■ Task brief ■
Produce an exact copy of the lines from the line that contains "Indicate every instance of the blurred" to the end of the listing below.

## START Records for this exercise

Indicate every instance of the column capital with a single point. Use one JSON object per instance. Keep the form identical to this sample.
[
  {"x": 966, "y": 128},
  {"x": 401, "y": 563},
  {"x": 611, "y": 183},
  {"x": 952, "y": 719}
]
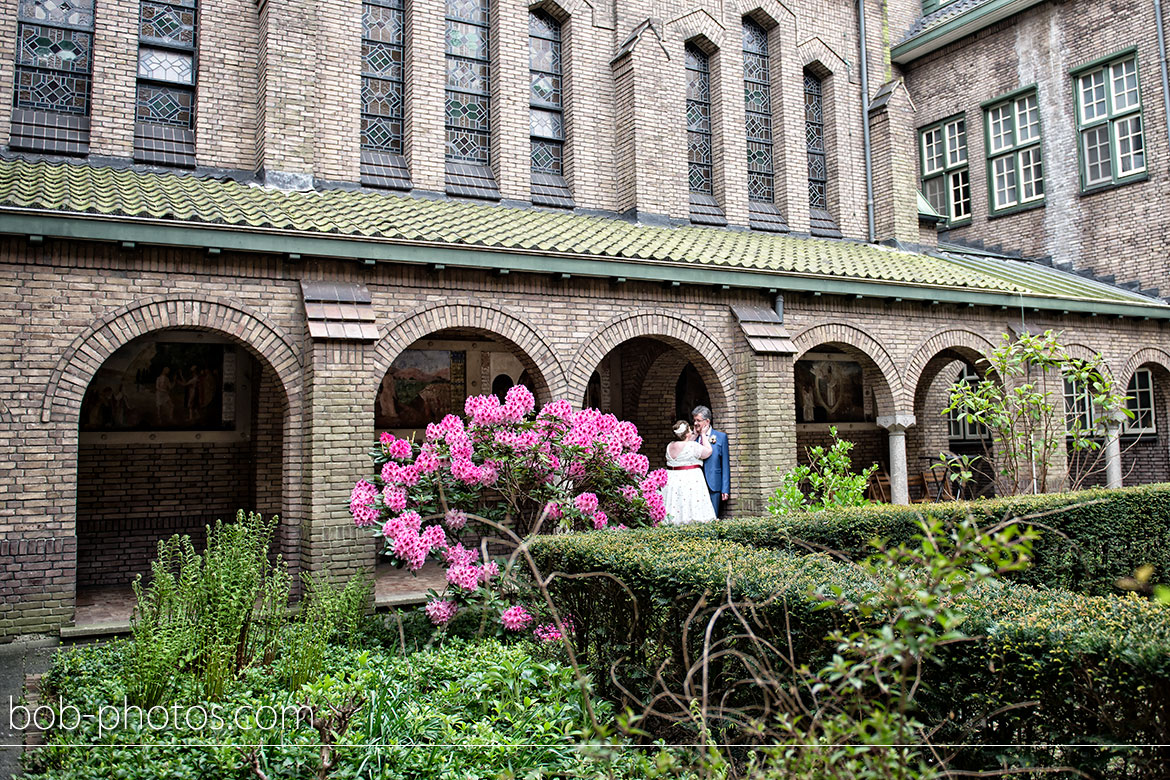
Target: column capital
[{"x": 896, "y": 423}]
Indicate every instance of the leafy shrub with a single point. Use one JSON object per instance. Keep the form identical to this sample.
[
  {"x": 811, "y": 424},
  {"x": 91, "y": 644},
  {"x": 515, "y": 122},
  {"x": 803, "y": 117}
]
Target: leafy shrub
[
  {"x": 827, "y": 481},
  {"x": 212, "y": 613},
  {"x": 468, "y": 710},
  {"x": 1088, "y": 539},
  {"x": 1084, "y": 668}
]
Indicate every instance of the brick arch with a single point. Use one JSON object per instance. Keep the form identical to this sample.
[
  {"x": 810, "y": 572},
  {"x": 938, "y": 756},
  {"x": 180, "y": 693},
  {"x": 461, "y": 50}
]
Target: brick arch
[
  {"x": 967, "y": 344},
  {"x": 771, "y": 9},
  {"x": 1144, "y": 356},
  {"x": 534, "y": 351},
  {"x": 713, "y": 363},
  {"x": 697, "y": 23},
  {"x": 82, "y": 359},
  {"x": 892, "y": 395}
]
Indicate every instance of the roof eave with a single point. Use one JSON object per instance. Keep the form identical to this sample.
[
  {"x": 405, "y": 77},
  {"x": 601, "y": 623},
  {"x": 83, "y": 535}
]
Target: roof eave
[
  {"x": 166, "y": 233},
  {"x": 954, "y": 29}
]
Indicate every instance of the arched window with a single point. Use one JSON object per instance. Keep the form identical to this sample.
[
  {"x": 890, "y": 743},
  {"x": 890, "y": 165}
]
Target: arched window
[
  {"x": 704, "y": 209},
  {"x": 546, "y": 117},
  {"x": 165, "y": 114},
  {"x": 820, "y": 220},
  {"x": 383, "y": 75},
  {"x": 757, "y": 89},
  {"x": 468, "y": 115},
  {"x": 54, "y": 70}
]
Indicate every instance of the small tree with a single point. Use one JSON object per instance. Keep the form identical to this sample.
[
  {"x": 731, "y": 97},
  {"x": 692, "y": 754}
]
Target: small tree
[
  {"x": 1032, "y": 439},
  {"x": 827, "y": 481}
]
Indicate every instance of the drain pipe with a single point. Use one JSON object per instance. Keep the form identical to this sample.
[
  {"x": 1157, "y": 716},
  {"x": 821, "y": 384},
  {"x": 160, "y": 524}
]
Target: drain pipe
[
  {"x": 1162, "y": 59},
  {"x": 865, "y": 114}
]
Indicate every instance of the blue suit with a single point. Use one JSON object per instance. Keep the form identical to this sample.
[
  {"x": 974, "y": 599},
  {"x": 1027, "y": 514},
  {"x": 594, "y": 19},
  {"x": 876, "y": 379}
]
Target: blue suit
[{"x": 717, "y": 469}]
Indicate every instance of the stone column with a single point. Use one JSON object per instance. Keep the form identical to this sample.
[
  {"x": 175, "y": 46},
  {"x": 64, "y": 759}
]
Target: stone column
[
  {"x": 1113, "y": 454},
  {"x": 899, "y": 477}
]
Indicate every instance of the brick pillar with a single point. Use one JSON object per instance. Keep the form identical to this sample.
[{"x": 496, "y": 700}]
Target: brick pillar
[
  {"x": 899, "y": 475},
  {"x": 895, "y": 179},
  {"x": 766, "y": 442},
  {"x": 339, "y": 430}
]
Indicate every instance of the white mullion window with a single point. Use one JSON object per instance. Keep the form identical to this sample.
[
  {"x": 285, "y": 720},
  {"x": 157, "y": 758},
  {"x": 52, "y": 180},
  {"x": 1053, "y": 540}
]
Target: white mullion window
[
  {"x": 1014, "y": 160},
  {"x": 1109, "y": 122},
  {"x": 945, "y": 175},
  {"x": 1140, "y": 402}
]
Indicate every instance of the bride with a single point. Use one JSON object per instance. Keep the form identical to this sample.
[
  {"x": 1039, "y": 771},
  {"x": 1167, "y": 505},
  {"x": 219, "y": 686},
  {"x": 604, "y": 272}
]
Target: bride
[{"x": 686, "y": 495}]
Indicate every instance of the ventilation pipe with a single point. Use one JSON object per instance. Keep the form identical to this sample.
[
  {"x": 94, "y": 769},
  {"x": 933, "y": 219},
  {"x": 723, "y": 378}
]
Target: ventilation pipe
[{"x": 865, "y": 115}]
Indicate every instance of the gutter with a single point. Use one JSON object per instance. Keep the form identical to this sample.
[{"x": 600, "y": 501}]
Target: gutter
[
  {"x": 865, "y": 123},
  {"x": 965, "y": 23},
  {"x": 369, "y": 250}
]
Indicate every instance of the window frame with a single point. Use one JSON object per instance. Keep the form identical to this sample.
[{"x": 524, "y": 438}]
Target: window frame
[
  {"x": 1129, "y": 426},
  {"x": 1014, "y": 150},
  {"x": 1109, "y": 121},
  {"x": 948, "y": 168}
]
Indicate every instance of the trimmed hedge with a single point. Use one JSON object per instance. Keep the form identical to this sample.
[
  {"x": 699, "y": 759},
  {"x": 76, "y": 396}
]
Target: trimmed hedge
[
  {"x": 1099, "y": 667},
  {"x": 1108, "y": 533}
]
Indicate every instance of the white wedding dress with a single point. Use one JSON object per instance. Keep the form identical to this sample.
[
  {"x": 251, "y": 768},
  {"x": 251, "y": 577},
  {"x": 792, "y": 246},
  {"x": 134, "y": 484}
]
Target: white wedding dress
[{"x": 686, "y": 495}]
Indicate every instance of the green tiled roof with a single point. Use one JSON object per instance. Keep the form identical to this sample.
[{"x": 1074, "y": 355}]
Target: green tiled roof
[{"x": 81, "y": 191}]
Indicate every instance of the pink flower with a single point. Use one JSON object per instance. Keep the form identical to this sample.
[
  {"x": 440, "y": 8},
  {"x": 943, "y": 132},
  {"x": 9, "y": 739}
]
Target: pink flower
[
  {"x": 455, "y": 519},
  {"x": 393, "y": 498},
  {"x": 516, "y": 619},
  {"x": 399, "y": 448},
  {"x": 441, "y": 612},
  {"x": 634, "y": 464},
  {"x": 586, "y": 503},
  {"x": 463, "y": 577},
  {"x": 362, "y": 499},
  {"x": 435, "y": 537}
]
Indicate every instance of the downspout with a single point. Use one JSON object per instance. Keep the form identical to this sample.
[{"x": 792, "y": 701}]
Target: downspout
[
  {"x": 1162, "y": 59},
  {"x": 865, "y": 115}
]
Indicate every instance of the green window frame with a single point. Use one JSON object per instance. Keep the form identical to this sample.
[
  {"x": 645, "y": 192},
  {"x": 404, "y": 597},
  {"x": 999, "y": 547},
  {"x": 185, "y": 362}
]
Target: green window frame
[
  {"x": 1014, "y": 159},
  {"x": 945, "y": 171},
  {"x": 1109, "y": 123}
]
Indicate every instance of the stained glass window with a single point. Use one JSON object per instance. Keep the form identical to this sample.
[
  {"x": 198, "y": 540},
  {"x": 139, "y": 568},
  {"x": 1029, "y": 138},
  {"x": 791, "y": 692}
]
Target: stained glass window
[
  {"x": 814, "y": 140},
  {"x": 54, "y": 55},
  {"x": 166, "y": 63},
  {"x": 468, "y": 82},
  {"x": 383, "y": 67},
  {"x": 546, "y": 94},
  {"x": 757, "y": 89},
  {"x": 699, "y": 121}
]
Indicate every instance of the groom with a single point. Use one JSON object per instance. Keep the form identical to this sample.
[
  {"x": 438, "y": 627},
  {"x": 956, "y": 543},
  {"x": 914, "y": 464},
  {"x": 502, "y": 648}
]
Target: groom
[{"x": 717, "y": 468}]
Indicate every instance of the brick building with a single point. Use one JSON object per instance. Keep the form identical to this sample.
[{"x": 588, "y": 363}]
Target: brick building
[{"x": 239, "y": 239}]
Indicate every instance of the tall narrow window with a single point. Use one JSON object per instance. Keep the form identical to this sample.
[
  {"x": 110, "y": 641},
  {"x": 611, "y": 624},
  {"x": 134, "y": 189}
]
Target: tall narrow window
[
  {"x": 1014, "y": 167},
  {"x": 546, "y": 117},
  {"x": 1109, "y": 119},
  {"x": 757, "y": 90},
  {"x": 945, "y": 175},
  {"x": 704, "y": 208},
  {"x": 468, "y": 118},
  {"x": 821, "y": 221},
  {"x": 383, "y": 70},
  {"x": 165, "y": 114},
  {"x": 54, "y": 70}
]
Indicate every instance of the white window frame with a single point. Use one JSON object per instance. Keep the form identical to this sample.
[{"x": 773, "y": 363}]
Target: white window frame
[
  {"x": 1012, "y": 136},
  {"x": 1115, "y": 108},
  {"x": 955, "y": 172}
]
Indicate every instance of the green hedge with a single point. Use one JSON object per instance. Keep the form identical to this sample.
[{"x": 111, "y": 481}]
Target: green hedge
[
  {"x": 1108, "y": 533},
  {"x": 1098, "y": 665}
]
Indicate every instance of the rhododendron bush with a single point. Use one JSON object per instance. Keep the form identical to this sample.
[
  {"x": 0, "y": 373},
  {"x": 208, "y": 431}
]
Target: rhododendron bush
[{"x": 510, "y": 469}]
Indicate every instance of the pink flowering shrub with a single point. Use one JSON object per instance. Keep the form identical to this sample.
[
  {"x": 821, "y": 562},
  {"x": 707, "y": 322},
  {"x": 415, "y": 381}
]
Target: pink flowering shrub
[{"x": 504, "y": 466}]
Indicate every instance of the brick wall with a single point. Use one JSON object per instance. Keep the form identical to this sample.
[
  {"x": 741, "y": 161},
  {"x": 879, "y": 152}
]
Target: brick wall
[{"x": 1114, "y": 232}]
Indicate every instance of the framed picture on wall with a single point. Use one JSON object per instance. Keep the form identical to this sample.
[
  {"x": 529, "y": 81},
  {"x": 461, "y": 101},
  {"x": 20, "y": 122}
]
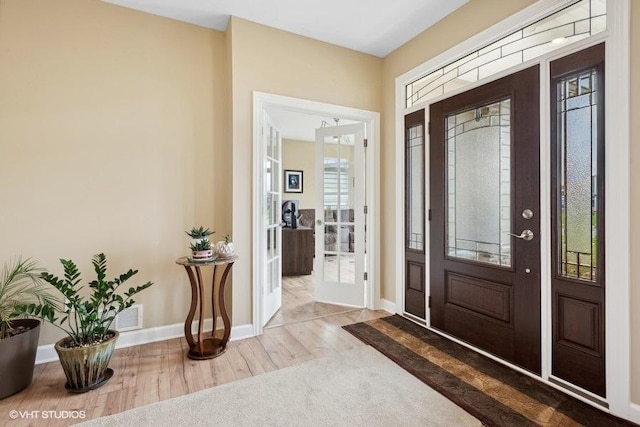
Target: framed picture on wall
[{"x": 292, "y": 181}]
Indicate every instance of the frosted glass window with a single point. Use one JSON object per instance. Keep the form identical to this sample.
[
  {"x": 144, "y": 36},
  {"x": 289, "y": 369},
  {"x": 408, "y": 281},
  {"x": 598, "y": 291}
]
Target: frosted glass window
[
  {"x": 577, "y": 136},
  {"x": 415, "y": 187},
  {"x": 580, "y": 20},
  {"x": 479, "y": 184}
]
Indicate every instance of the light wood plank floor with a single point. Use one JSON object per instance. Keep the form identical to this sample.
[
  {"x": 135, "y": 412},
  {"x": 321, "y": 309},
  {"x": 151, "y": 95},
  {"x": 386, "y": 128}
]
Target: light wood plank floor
[
  {"x": 298, "y": 304},
  {"x": 152, "y": 372}
]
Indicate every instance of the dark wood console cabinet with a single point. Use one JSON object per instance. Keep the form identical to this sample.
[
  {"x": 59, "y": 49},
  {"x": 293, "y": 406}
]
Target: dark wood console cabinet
[{"x": 297, "y": 251}]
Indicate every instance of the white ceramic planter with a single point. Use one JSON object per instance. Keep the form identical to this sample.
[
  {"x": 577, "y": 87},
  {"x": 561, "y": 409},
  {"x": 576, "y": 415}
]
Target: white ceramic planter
[{"x": 223, "y": 249}]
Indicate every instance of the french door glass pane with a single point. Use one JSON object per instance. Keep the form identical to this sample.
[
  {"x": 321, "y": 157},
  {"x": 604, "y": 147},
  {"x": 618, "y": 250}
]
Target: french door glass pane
[
  {"x": 339, "y": 202},
  {"x": 479, "y": 184},
  {"x": 578, "y": 197}
]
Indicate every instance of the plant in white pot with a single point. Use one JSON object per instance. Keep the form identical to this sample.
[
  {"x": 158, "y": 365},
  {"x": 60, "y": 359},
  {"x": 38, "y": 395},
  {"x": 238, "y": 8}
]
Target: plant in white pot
[
  {"x": 200, "y": 243},
  {"x": 20, "y": 284},
  {"x": 224, "y": 248},
  {"x": 86, "y": 351}
]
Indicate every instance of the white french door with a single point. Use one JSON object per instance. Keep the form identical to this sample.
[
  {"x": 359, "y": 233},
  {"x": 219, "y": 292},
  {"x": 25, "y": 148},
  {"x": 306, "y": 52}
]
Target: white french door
[
  {"x": 272, "y": 253},
  {"x": 339, "y": 271}
]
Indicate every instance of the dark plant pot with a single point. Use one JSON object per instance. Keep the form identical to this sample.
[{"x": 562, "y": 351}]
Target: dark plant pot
[
  {"x": 18, "y": 357},
  {"x": 86, "y": 368}
]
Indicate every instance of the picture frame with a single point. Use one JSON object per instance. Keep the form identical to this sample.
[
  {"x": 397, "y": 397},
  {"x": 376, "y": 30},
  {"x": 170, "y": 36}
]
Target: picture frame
[{"x": 293, "y": 181}]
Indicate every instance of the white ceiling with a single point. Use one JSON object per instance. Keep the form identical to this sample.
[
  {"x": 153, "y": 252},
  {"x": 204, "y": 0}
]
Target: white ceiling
[{"x": 376, "y": 27}]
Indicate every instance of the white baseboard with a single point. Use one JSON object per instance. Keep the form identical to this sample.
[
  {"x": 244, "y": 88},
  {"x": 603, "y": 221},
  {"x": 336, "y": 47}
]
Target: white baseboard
[
  {"x": 46, "y": 353},
  {"x": 389, "y": 306},
  {"x": 634, "y": 412}
]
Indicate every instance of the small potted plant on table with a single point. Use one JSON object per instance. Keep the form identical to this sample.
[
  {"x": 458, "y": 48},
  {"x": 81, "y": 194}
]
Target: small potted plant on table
[
  {"x": 200, "y": 244},
  {"x": 86, "y": 351},
  {"x": 20, "y": 283}
]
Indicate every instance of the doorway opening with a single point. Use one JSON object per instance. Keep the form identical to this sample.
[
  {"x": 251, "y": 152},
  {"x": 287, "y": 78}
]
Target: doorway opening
[{"x": 299, "y": 190}]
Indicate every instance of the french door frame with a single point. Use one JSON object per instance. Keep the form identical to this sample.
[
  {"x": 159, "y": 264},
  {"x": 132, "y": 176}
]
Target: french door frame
[
  {"x": 617, "y": 240},
  {"x": 269, "y": 102}
]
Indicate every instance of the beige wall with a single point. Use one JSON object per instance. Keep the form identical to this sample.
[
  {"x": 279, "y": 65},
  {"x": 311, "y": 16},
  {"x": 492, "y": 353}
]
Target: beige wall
[
  {"x": 301, "y": 155},
  {"x": 273, "y": 61},
  {"x": 635, "y": 202},
  {"x": 112, "y": 139}
]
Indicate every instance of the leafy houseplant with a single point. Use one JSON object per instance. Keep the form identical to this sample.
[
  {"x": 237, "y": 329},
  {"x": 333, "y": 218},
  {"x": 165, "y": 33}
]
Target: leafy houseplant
[
  {"x": 86, "y": 351},
  {"x": 20, "y": 283},
  {"x": 200, "y": 244}
]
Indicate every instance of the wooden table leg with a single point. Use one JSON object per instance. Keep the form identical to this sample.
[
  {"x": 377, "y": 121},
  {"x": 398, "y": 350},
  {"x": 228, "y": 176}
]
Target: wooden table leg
[
  {"x": 223, "y": 308},
  {"x": 207, "y": 347},
  {"x": 192, "y": 310}
]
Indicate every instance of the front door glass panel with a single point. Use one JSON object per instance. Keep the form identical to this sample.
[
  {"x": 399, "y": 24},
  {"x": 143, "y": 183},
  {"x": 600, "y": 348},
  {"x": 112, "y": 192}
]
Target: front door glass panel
[{"x": 478, "y": 150}]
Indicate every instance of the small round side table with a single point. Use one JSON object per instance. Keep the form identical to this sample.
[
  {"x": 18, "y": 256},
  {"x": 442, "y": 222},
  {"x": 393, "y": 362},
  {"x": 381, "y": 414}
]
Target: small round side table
[{"x": 207, "y": 346}]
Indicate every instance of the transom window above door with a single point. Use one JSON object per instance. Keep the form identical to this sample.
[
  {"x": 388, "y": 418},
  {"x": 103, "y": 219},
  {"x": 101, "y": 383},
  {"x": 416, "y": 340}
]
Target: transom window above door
[{"x": 575, "y": 22}]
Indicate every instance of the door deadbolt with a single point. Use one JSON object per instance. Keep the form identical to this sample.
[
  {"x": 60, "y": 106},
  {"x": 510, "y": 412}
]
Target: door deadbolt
[
  {"x": 525, "y": 235},
  {"x": 527, "y": 214}
]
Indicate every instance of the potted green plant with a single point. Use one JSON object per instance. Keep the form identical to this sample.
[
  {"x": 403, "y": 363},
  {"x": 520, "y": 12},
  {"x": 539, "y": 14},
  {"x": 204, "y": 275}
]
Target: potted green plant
[
  {"x": 20, "y": 283},
  {"x": 200, "y": 243},
  {"x": 86, "y": 350}
]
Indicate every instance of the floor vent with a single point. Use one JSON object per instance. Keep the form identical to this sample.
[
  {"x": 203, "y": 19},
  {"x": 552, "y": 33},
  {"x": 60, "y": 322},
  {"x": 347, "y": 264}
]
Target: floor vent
[{"x": 129, "y": 319}]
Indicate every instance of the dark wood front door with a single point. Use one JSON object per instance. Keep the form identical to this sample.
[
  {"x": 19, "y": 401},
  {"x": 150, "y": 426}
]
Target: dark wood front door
[
  {"x": 577, "y": 217},
  {"x": 484, "y": 185}
]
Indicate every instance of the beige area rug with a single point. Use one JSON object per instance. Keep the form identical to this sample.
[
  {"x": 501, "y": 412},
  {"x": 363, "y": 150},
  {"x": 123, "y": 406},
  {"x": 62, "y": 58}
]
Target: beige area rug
[{"x": 358, "y": 387}]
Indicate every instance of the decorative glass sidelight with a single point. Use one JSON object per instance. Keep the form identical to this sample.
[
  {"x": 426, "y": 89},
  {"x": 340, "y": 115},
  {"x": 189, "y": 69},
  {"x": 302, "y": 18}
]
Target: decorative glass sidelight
[
  {"x": 415, "y": 187},
  {"x": 478, "y": 150},
  {"x": 577, "y": 126}
]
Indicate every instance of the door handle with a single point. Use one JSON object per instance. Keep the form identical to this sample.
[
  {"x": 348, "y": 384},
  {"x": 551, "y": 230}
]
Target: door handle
[{"x": 525, "y": 235}]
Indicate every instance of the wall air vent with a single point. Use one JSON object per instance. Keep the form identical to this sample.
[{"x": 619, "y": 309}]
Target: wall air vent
[{"x": 129, "y": 319}]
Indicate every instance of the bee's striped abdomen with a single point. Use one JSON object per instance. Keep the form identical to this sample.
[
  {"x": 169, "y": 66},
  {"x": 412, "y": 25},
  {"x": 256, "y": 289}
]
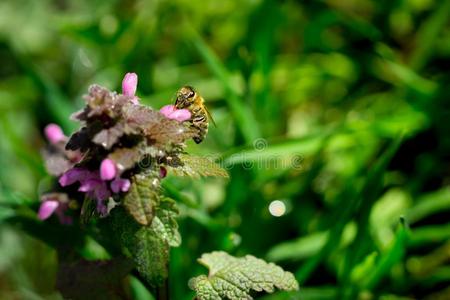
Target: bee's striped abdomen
[{"x": 200, "y": 124}]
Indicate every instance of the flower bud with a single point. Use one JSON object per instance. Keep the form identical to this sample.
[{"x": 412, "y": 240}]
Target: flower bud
[
  {"x": 120, "y": 185},
  {"x": 171, "y": 112},
  {"x": 129, "y": 84}
]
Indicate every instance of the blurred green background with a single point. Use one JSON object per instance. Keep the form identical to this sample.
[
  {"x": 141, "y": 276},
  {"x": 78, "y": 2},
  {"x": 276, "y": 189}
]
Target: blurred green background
[{"x": 337, "y": 108}]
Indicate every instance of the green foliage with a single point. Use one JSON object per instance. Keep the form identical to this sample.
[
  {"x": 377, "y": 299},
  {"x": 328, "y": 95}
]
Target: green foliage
[
  {"x": 234, "y": 278},
  {"x": 334, "y": 83},
  {"x": 196, "y": 166},
  {"x": 164, "y": 223},
  {"x": 142, "y": 198},
  {"x": 93, "y": 279}
]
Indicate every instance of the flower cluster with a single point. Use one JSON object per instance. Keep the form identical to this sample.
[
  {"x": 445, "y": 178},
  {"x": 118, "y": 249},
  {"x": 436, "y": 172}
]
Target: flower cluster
[{"x": 119, "y": 139}]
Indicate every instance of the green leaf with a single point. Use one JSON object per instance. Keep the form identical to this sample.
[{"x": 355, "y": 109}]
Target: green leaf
[
  {"x": 151, "y": 255},
  {"x": 142, "y": 198},
  {"x": 150, "y": 251},
  {"x": 196, "y": 166},
  {"x": 164, "y": 223},
  {"x": 93, "y": 279},
  {"x": 233, "y": 278}
]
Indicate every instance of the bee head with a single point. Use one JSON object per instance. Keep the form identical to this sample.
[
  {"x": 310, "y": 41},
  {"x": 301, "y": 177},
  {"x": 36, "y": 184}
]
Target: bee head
[{"x": 185, "y": 97}]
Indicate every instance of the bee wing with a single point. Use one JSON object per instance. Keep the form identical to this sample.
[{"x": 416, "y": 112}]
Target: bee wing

## END Records for this exercise

■ Result ■
Indicate every instance of the blurred green background with a single point. Use one JSON object per instance. Keep the form identical to this sample.
[
  {"x": 141, "y": 276},
  {"x": 78, "y": 2},
  {"x": 276, "y": 189}
]
Target: blurred green background
[{"x": 337, "y": 108}]
Indicate every instance of the green foliage with a single point. Use one JSON object per instance. Keep the form identical to this sample.
[
  {"x": 377, "y": 299},
  {"x": 328, "y": 95}
]
Target: green foliage
[
  {"x": 234, "y": 278},
  {"x": 334, "y": 83},
  {"x": 196, "y": 166},
  {"x": 164, "y": 223},
  {"x": 142, "y": 198},
  {"x": 93, "y": 279}
]
Indicate every instance of the flower cluster with a single point. Use one JSON object per instance. Keep the form identical to this sample.
[
  {"x": 445, "y": 178},
  {"x": 118, "y": 249},
  {"x": 436, "y": 172}
]
Target: flower cluster
[{"x": 119, "y": 139}]
Indicate every instance of the green leaf with a single point. Use one JSON object per instance. Keep the form identical to this sample.
[{"x": 355, "y": 109}]
Target: green leaf
[
  {"x": 151, "y": 255},
  {"x": 142, "y": 198},
  {"x": 150, "y": 251},
  {"x": 196, "y": 166},
  {"x": 164, "y": 223},
  {"x": 93, "y": 279},
  {"x": 233, "y": 278}
]
Indicate every instance of the bee head with a single point. Use one JSON object per instance. Keep the form identical to this sample.
[
  {"x": 310, "y": 41},
  {"x": 301, "y": 177},
  {"x": 36, "y": 184}
]
Target: bee head
[{"x": 185, "y": 97}]
Indicate every instance of the bee wing with a single point. Use one JSON object per instance. Keep the form identical to this sample.
[{"x": 416, "y": 112}]
Target: bee wing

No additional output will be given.